* [EXCERPTED RECORDS]:
• • •

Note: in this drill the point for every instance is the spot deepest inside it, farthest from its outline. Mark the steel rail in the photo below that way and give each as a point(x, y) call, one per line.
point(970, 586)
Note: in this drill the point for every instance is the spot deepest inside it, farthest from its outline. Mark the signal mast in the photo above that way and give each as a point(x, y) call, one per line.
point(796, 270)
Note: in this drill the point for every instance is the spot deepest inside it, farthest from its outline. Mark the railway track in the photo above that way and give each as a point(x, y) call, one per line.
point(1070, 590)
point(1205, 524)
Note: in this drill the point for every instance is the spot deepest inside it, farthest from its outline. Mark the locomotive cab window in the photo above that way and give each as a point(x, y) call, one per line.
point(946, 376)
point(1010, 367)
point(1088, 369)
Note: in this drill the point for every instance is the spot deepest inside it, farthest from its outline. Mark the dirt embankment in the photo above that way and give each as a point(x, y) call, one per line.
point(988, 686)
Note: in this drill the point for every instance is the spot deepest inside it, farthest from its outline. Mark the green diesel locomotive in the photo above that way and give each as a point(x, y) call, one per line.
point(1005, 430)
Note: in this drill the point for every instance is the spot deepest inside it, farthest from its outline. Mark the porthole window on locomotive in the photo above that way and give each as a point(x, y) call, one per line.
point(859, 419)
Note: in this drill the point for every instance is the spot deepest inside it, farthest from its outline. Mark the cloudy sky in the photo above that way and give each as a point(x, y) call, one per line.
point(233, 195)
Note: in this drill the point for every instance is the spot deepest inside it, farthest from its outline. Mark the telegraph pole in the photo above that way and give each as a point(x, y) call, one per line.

• • •

* [WHAT IS REQUIRED]: Every line above is to be duplicated exactly as shown.

* [ANSWER TO THIS EXERCISE]:
Note: in this drill the point for every instance is the spot deepest inside it, farthest from its outline. Mark the steel rail in the photo below that way and give each as a point(x, y) call, one per line.
point(970, 586)
Note: in this drill the point for every instance is the spot deepest inside it, farthest from its outline. Mark the signal mast in the photo above that way and give each as a point(x, y) call, one per line.
point(796, 270)
Note: in this drill the point for every instance is the spot deepest inside it, farthest from its outline. Mark the railway track in the photo above that way and give each as a point(x, y) call, one per line.
point(1070, 590)
point(1205, 524)
Note: in this drill the point for every instance is the spot deepest inside it, farthest from its outline. Mark the locomotive cab window in the photo above that way and give each as a point(x, y) call, one per line.
point(946, 376)
point(1010, 367)
point(1088, 369)
Note: in this drill the point for every instance is the spot deepest inside it, farthest from its outline. Mark the dirt embankment in the photo above that way and give each as a point(x, y) call, one per line.
point(988, 686)
Note: in this drill the point for every instance is the spot deepest inside it, farthest from its outline. Mark the green diesel locomotive in the photo above that way and give each as a point(x, y) call, one per line.
point(1005, 430)
Note: in this drill the point for every instance is the spot deepest inside it, farthest from its outline. Mark the porthole window on locomotive in the photo above that way and give each as a point(x, y) call, one per line.
point(859, 419)
Note: in this drill the point for every instance is the spot deepest inside it, farthest from its outline. Mark the cloudy sky in the photo above that way and give each as a point(x, y) call, one per line.
point(233, 195)
Note: in this drill the point for every instance is the spot deepest inside it, farthest from its outline. Mark the telegraph pole in the photo above that way and give each as a point(x, y) call, one per line.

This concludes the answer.